:: DOCUMENT TEXT ::

News

J. Scott Angle: Colorful, Beyond-the-Classroom Experience

January 13, 2023


It’s the most colorful beyond-the-classroom experience at UF, and it starts and ends with the support of the green industry. 

In August, a truckload of thousands of rooted cuttings donated by Syngenta, Ball Horticultural and Dummen Orange arrived at the greenhouse behind Fifield Hall on UF's Gainesville campus. Four months later, FNGLA Frontrunners Chapter President Mike Gianikas came to the same greenhouse and bought enough poinsettias at the UF Environmental Horticulture Club’s fundraiser to cover most of the cost of a students' weeklong horticulture tour of Brazil.

In between, the club members tended to some 4,000 plants. The greenhouse empties in a 36-hour frenzy, the annual Poinsettia Sale.

:::
:: DATA SECTION ::

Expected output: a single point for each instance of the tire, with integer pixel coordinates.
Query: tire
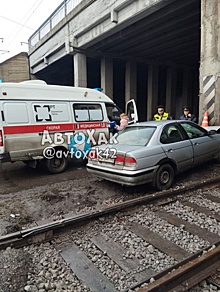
(164, 177)
(56, 165)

:::

INSTRUCTION A:
Please answer these questions about the news item on the UF Poinsettia Sale:
(i) Which companies donated the rooted cuttings?
(ii) About how many plants did the club members tend?
(iii) Over how many hours does the greenhouse empty during the sale?
INSTRUCTION B:
Extend the news item on the UF Poinsettia Sale, picking up after its final sentence.

WRITTEN RESPONSE A:
(i) Syngenta, Ball Horticultural and Dummen Orange
(ii) Some 4,000
(iii) 36 hours

WRITTEN RESPONSE B:
Each year the club hosts a student-led greenhouse tour for FNGLA Frontrunners. They talk shop—when and how much growth hormone to apply, regulation of light, data on which cultivars are performing best.

Past FNGLA President Ed Bravo has been attending these tours for years and says, in addition to being a great teaching tool, the Poinsettia Sale is a four-month research project on what cultivars look, grow and sell best.

After touring the greenhouse, the club hosts the Frontrunners for dinner to talk careers. Students ask professionals what it takes to make it in the green industry, what kinds of jobs are available, and what employers are looking for in job candidates.

In short, says Bravo, they’re looking for people like club members who graduate with a solid background in horticulture and some hands-on experience in the greenhouse. But most importantly, employers are looking for employees with a demonstrated capacity to learn. Because the opportunities in the green industry are so diverse, Bravo says, students can’t prepare for them all and will go through a great deal of on-the-job training.

In fact, at the time of this writing, Bravo was planning to reach out to club adviser Erin Alvarez to help him identify and recruit a designer for his company. And two years ago, Gianikas hired that year’s head grower, Juliahna Robbins, right after she graduated.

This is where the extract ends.